[Start of Extracted text]

In 1925 the composer, then just 20-years-old, graduated from the conservatory and premiered his “Symphony No.1” as his graduating thesis to jubilant reception. His “Symphony No.2” premiered only two years later. Inspired by his friendship with composer and musicologist Boris Asafiev, and fueled by his strong affinity and reverence for theatre director Vsevolod Meyerhold, the idea of ‘The Nose” was created around this time. From 1927 to 1928, the young composer began writing what would become one of Russia’s most transformative operas, having taken the job as musical director of the Meyerhold Theater (GOSTIM). It was here that the opera would be later premiered.

The actual process of writing the opera was concise, taking him less than three months. The process of bringing it to the Leningrad stage, however, was more than six months long due to bureaucratic complications. Shostakovich had expressed his desire for the opera to be directed by Meyerhold, but because of this request, the premiere had to be postponed considerably.

After a few concert performances in 1929, on January 18, 1930, “The Nose” at last premiered at the Leningrad State Maly Opera Theater (MALEGOT)—today known as the Mikhailovsky Theatre in St. Petersburg. Reviews of the performance were relatively split. The audience largely found the whole thing a fascinating and novel experience. More formal observers were however torn between their detestation of its ‘formalist’ elements and their recognition that the work was a revolutionary step forward for the Soviet opera project.

While many critics, like musicologist Valerian Bogdanov-Berezovsky, ridiculed the opera as something inherently dangerous, ‘sexualizing’ the bourgeois existence with its inaccessible musical language, others, like critic Ivan Sollertinsky, saw Shostakovich as a liberator, someone who had taken Soviet opera and radically transformed its very being.

[End of Extracted text]

### Given task A
Translate this sentence from the account of Shostakovich's opera "The Nose" into Spanish: "The actual process of writing the opera was concise, taking him less than three months."
### Given task B
Carry the account of how Shostakovich's opera "The Nose" was written and received further, starting after its final sentence.
The material placed after this point has no role here.

[Start of Material provided]

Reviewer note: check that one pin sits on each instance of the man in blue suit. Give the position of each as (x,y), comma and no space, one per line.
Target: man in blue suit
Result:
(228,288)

[End of Material provided]

### Reply A
El proceso mismo de escribir la ópera fue conciso, ya que le llevó menos de tres meses.

### Reply B
As he wrote, “This is the first original opera written on the territory of the USSR by a Soviet composer.”

Though Gogol’s story’s was largely incompatible with the Socialist worldview—which comprised of workers, proletariat, and paradise, not surrealist critiques of authority—Sollertinsky believed the opera’s main contribution to history was as a benchmark for future operatic creativity within the Soviet Union itself: ‘The nose is a real encyclopedia for young Soviet composers.’ 

Later, in an article entitled “Why the Nose,” published in 1930, and again later in his personal 1956 memoir, Shostakovich explained his attraction to Gogol as being born out of both admiration and circumstance.

Soviet authors had created a number of major and highly significant works, but since I am no writer, it was difficult for me to make a libretto out of any.”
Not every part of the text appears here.